En su constante discurrir por los caminos, los peregrinos, movidos por unos ideales espirituales comunes, rompían las fronteras artificiales de los hombres, constituyendo una única nación, la de los creyentes. El cristianismo tuvo desde la época del Imperio Romano santuarios especialmente venerados: Jerusalén, Roma, Tours, etc., En la Edad Media, Santiago de Compostela, fue el lugar privilegiado hacia el cual se dirigieron numerosos fieles.

De estos lugares sagrados tres rutas eran consideradas imprescindibles para que un cristiano pudiera conseguir las bendiciones y las indulgencias necesarias para alcanzar el perdón: Roma, Jerusalén y Compostela. El primer camino conducía hasta la sepultura de San Pedro en Roma; el símbolo distintivo de los peregrinos era una cruz y se les denominaba romeros; la segunda ruta se dirigía hacia el sepulcro de Cristo en Jerusalén y a los que transitaban esta vía se les llamaba palmeros porque los caminantes llevaban una palma. Finalmente, existía un tercer camino que conducía hasta los restos mortales del Apóstol Santiago enterrado en Compostela. A estos viandantes les fue dado el nombre de peregrinos, y pasaron a tener como símbolo una concha.

(Entradas sin procesar)
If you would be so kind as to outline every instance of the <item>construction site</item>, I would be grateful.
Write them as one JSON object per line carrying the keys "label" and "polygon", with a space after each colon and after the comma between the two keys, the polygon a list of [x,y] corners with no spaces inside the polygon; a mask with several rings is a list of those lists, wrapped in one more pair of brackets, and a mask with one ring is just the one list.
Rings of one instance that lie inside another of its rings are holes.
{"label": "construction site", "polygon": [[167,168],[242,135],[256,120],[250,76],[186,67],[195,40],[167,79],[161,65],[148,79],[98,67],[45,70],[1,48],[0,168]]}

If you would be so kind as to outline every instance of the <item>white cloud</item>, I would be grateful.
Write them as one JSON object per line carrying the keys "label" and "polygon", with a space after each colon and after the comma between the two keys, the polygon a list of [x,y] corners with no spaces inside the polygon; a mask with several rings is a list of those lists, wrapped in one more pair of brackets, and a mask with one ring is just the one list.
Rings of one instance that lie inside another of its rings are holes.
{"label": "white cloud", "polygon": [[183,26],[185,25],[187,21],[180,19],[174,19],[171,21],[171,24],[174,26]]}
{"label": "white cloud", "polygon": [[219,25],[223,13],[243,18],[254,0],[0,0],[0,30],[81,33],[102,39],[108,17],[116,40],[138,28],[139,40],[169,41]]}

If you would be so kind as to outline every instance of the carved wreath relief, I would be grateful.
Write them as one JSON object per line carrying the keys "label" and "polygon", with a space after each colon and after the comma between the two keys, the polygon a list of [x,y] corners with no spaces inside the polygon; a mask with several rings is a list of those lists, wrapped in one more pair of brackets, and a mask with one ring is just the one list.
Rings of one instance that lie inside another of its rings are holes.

*Tareas del ejercicio*
(1) Según el texto sobre las peregrinaciones, ¿qué símbolo tenían los peregrinos que se dirigían a Compostela?
(2) Por favor, reproduce tal cual las líneas de las entradas que van desde la que contiene "relief, I would be grateful." hasta el final de las entradas, ambos extremos incluidos.

*Resultados por tarea*
(1) Una concha.

(2)
If you would be so kind as to outline every instance of the carved wreath relief, I would be grateful.
Write them as one JSON object per line carrying the keys "label" and "polygon", with a space after each colon and after the comma between the two keys, the polygon a list of [x,y] corners with no spaces inside the polygon; a mask with several rings is a list of those lists, wrapped in one more pair of brackets, and a mask with one ring is just the one list.
Rings of one instance that lie inside another of its rings are holes.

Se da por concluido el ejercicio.